━━━━━ Page

Arrive at our Rafting Center at 8:30 AM and check-in with our staff. Once everyone has arrived the Trip Leader will give an orientation talk and the guides will hand out and fit personal flotation devices (PFDs) and helmets. Once we’re ready to go, we load up on the bus and head to our first put-in. After we walk down to the launch point, guests meet their river guide and the guide then gives a Paddle Talk. Immediately following the Paddle Talk, we push off and each raft practices their paddling technique making sure their boat is ready for the whitewater. By this point, the trip is officially underway!
The Big Five jumps quickly into Class III whitewater and within 15 minutes you hit False Flush, a class III+ (IV depending on water flows). After False Flush we arrive at Royal Flush, a mandatory portage. Fortunately, there is a cement path clearing a route for us to carry the rafts around this Class VI rapid with relative ease.
After the Royal Flush we return to floating through pools and running the rapids. Around 12:30 we break for lunch on the side of the river.

━━━━━━━━━━

**Things to do**
• a. List every whitewater class rating that the rafting trip description mentions.
• b. Reproduce the passage of the rafting trip description starting with "Arrive at our" and going on through "is officially underway!".

━━━━━ Data shown

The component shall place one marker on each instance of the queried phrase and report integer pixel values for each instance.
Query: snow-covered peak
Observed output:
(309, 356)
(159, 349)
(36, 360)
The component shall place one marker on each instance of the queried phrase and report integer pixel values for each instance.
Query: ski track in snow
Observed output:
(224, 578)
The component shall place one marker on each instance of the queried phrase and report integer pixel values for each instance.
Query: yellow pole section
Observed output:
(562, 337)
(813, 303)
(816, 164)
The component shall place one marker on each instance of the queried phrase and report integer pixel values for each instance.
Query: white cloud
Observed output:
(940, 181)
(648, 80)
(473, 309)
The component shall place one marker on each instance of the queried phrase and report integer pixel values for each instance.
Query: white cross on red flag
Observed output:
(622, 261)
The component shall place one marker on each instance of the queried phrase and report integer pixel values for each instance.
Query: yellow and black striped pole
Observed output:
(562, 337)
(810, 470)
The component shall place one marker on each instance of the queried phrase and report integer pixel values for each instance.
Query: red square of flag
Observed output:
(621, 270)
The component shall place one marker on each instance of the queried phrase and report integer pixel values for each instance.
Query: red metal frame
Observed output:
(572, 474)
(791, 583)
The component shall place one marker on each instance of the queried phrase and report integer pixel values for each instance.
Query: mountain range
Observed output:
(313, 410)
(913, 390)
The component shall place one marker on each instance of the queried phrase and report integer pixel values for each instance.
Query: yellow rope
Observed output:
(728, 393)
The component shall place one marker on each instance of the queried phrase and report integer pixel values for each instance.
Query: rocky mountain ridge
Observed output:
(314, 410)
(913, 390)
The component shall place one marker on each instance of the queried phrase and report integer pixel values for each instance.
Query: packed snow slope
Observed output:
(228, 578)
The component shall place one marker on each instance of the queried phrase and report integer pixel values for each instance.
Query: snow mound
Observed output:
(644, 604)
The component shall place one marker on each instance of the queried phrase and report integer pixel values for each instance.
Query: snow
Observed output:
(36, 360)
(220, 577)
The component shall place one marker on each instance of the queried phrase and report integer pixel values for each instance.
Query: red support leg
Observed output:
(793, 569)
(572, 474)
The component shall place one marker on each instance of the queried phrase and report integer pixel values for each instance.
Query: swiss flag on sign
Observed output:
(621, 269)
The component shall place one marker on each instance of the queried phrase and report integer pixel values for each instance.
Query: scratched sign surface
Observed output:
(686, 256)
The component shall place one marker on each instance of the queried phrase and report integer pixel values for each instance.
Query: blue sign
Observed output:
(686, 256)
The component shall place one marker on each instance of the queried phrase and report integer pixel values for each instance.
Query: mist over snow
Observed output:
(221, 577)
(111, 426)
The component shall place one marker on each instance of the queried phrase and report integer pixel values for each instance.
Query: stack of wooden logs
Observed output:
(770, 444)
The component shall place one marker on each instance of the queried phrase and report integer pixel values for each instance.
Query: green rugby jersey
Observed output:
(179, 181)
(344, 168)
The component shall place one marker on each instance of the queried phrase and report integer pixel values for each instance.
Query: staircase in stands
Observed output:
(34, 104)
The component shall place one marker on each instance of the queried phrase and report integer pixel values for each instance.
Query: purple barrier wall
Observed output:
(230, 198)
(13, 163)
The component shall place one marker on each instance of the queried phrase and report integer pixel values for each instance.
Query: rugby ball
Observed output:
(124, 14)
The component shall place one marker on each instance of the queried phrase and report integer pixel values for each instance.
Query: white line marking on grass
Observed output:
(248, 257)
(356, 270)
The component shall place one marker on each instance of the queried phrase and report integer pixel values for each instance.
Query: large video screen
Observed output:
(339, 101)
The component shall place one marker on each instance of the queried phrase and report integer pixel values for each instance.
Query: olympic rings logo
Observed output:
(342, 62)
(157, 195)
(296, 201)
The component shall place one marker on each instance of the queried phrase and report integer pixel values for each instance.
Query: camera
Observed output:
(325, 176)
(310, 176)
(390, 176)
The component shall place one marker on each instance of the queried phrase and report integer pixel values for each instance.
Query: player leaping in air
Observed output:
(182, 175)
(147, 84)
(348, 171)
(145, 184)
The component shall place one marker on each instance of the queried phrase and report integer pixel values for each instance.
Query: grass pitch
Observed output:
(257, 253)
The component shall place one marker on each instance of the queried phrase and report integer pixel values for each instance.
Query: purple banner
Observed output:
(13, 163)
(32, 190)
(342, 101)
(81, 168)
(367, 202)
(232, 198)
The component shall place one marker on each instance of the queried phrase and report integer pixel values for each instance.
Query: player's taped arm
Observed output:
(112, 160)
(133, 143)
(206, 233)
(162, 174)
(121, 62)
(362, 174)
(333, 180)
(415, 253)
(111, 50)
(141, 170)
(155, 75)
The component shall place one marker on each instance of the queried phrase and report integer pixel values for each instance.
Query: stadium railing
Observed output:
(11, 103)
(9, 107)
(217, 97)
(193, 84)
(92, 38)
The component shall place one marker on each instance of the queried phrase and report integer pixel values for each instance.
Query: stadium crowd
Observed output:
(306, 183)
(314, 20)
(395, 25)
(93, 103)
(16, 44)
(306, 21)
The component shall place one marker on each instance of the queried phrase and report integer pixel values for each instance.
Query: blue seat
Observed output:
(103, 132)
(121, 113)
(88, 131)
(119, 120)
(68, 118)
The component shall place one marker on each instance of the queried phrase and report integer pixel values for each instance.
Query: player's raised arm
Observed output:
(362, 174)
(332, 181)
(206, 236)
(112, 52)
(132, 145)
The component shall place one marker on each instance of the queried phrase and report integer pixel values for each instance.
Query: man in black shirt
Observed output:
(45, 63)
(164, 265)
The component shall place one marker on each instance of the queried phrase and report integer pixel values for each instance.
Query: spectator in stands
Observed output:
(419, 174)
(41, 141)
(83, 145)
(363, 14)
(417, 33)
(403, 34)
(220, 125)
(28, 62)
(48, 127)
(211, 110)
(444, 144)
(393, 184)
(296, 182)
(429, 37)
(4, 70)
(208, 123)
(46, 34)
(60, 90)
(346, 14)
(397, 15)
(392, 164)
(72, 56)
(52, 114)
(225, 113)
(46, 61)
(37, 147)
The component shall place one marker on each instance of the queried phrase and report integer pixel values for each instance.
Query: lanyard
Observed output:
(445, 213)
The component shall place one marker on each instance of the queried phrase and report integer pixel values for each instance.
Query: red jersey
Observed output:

━━━━━━━━━━

**Expected results**
• a. Class III, Class III+, Class IV, Class VI

• b.
Arrive at our Rafting Center at 8:30 AM and check-in with our staff. Once everyone has arrived the Trip Leader will give an orientation talk and the guides will hand out and fit personal flotation devices (PFDs) and helmets. Once we’re ready to go, we load up on the bus and head to our first put-in. After we walk down to the launch point, guests meet their river guide and the guide then gives a Paddle Talk. Immediately following the Paddle Talk, we push off and each raft practices their paddling technique making sure their boat is ready for the whitewater. By this point, the trip is officially underway!